**** Data provided
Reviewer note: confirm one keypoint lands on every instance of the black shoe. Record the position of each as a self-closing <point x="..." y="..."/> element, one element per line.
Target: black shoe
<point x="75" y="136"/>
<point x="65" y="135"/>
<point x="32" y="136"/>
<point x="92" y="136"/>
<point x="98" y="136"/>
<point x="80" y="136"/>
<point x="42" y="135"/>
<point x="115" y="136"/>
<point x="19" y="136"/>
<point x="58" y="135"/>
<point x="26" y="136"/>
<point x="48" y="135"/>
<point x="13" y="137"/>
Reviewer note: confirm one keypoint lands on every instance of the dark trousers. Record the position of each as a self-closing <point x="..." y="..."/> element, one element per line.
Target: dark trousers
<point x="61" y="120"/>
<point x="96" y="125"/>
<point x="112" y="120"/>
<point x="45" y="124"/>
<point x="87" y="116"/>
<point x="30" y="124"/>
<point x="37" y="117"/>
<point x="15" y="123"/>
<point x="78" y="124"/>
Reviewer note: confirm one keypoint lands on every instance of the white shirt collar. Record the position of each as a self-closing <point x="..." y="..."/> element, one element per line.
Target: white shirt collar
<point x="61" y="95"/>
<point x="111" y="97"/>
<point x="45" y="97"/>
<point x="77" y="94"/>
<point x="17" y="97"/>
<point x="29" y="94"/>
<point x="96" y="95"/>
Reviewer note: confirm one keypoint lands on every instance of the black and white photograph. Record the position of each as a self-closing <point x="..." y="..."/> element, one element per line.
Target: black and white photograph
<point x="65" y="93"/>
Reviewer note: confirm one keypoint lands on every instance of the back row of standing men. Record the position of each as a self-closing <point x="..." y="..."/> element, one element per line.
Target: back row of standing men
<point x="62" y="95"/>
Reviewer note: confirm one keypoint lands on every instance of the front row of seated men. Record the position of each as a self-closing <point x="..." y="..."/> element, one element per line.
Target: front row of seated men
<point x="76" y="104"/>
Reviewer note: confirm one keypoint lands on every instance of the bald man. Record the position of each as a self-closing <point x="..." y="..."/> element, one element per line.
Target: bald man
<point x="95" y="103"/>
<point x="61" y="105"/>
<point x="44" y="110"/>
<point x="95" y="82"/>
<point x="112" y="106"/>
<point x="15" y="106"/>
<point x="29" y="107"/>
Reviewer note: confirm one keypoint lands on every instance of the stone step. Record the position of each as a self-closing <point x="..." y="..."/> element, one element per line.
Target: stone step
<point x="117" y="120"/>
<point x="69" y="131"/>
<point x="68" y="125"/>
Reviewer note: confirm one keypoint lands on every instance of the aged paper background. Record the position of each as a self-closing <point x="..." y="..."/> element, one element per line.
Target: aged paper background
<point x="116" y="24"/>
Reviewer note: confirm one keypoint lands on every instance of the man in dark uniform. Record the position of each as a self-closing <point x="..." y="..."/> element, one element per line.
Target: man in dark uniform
********
* Exercise objective:
Each record above, from first to last, should be written out again exactly.

* Result for this exercise:
Reviewer note: confirm one keypoint lands on every instance of the black shoe. Record the position of each as a self-closing <point x="..." y="..."/> element, one element per line.
Target: black shoe
<point x="75" y="136"/>
<point x="65" y="135"/>
<point x="32" y="136"/>
<point x="92" y="136"/>
<point x="98" y="136"/>
<point x="80" y="136"/>
<point x="42" y="135"/>
<point x="115" y="136"/>
<point x="19" y="136"/>
<point x="58" y="135"/>
<point x="26" y="136"/>
<point x="48" y="135"/>
<point x="13" y="137"/>
Reviewer note: confirm one keypoint lands on every instance of the dark trousers. Record the position of each as a self-closing <point x="..." y="..."/> element, one element per line.
Target: dark trousers
<point x="61" y="120"/>
<point x="96" y="125"/>
<point x="112" y="120"/>
<point x="45" y="124"/>
<point x="87" y="116"/>
<point x="30" y="124"/>
<point x="37" y="117"/>
<point x="15" y="123"/>
<point x="78" y="124"/>
Reviewer note: confirm one keypoint lands on every instance of the white shirt collar. Record the position of each as a self-closing <point x="..." y="..."/> element, one element per line.
Target: white shirt collar
<point x="61" y="95"/>
<point x="111" y="97"/>
<point x="45" y="97"/>
<point x="77" y="94"/>
<point x="17" y="97"/>
<point x="29" y="94"/>
<point x="96" y="95"/>
Reviewer note: confirm one keypoint lands on every instance of the black and white photograph. Record the position of each as a self-closing <point x="..." y="..."/> element, one element per line.
Target: black and white photograph
<point x="65" y="93"/>
Reviewer note: confirm one keypoint lands on every instance of the back row of standing men. Record the position of each as a self-closing <point x="..." y="..."/> element, one element per line.
Target: back row of standing men
<point x="62" y="95"/>
Reviewer note: confirm one keypoint lands on every instance of the front row of seated men. Record the position of each as a self-closing <point x="..." y="..."/> element, one element per line.
Target: front row of seated men
<point x="76" y="104"/>
Reviewer note: confirm one keypoint lands on every instance of the bald man. Record the position of each as a self-closing <point x="..." y="..."/> element, one element per line.
Target: bald man
<point x="95" y="103"/>
<point x="61" y="105"/>
<point x="44" y="110"/>
<point x="95" y="82"/>
<point x="112" y="106"/>
<point x="15" y="106"/>
<point x="29" y="107"/>
Reviewer note: confirm one keypoint lands on every instance of the stone step. Record the position of each as a self-closing <point x="..." y="..."/> element, one element per line.
Target: stone step
<point x="117" y="120"/>
<point x="69" y="131"/>
<point x="68" y="125"/>
Reviewer note: confirm one keypoint lands on every instance of the aged paper background. Record the position of each as a self-closing <point x="..." y="..."/> element, one element per line.
Target: aged paper background
<point x="116" y="24"/>
Reviewer note: confirm one keypoint lands on every instance of the man in dark uniform. Record the position of each as a self-closing <point x="..." y="..."/> element, one element per line.
Target: man in dark uniform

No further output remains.